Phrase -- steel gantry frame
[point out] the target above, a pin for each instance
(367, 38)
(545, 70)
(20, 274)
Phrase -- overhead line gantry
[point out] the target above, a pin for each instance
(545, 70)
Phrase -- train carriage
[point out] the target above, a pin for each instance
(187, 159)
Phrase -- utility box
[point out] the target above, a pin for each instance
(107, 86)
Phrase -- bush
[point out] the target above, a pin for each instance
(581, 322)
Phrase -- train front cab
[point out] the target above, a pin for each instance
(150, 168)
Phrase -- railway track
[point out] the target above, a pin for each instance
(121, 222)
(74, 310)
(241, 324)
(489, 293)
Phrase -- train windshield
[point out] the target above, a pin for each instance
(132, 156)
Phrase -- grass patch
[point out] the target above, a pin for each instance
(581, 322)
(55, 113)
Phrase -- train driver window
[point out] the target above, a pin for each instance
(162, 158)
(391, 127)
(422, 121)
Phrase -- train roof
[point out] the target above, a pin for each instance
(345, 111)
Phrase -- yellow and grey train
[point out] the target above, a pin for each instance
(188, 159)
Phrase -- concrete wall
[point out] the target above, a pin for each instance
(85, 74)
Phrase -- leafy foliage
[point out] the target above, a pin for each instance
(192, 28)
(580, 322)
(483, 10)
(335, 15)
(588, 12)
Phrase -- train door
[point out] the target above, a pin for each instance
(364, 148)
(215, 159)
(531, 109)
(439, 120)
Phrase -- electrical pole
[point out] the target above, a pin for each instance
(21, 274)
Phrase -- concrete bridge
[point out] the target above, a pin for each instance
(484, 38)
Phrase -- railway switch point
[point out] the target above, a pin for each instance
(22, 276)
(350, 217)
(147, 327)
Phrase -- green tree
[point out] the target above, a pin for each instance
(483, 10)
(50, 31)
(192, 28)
::::
> **Task to complete**
Transcribe every record above exactly.

> **Answer section**
Phrase -- steel gantry frame
[point out] the target above, a pin for each instance
(367, 38)
(545, 70)
(20, 274)
Phrase -- overhead line gantry
[point out] the target above, a pin for each instance
(545, 70)
Phrase -- train carriage
[point out] the target above, a pin for each instance
(187, 159)
Phrase -- utility box
[point out] the target above, a pin for each instance
(107, 86)
Phrase -- bush
[point out] the target above, a pin for each instance
(581, 322)
Phrase -- train front cab
[point out] the target above, a pin for each instance
(150, 168)
Phrase -- railway track
[point out] the target above, a pin for each instance
(121, 222)
(74, 310)
(241, 324)
(489, 293)
Phrase -- train windshield
[point out] the target above, a pin for each instance
(132, 156)
Phrase -- grass patch
[point out] the target above, a pin for each instance
(581, 322)
(55, 113)
Phrase -- train driver window
[point out] the target above, a pin for each instance
(162, 158)
(391, 127)
(422, 121)
Phrase -- train roof
[point out] the target above, a pin for each instance
(345, 111)
Phrase -- yellow and grey train
[point out] the target above, a pin for each instance
(188, 159)
Phrase -- concrete wall
[point out] the target above, a pin for each instance
(85, 74)
Phrase -- leafy foliage
[point out] the target above, a pin for each instance
(192, 28)
(580, 322)
(483, 10)
(335, 15)
(588, 12)
Phrase -- train door
[point out] the target above, a pin for each instance
(364, 148)
(215, 159)
(531, 109)
(439, 120)
Phrase -- electrical pole
[point out] the target above, a pin for each instance
(21, 274)
Phrase -- concrete bridge
[point out] the target above, a pin for each instance
(484, 38)
Phrase -- railway switch point
[point out] the target above, a pin for each instance
(22, 276)
(350, 217)
(147, 327)
Phrase -- green tree
[point out] the target above, a pin for each instance
(483, 10)
(50, 31)
(192, 28)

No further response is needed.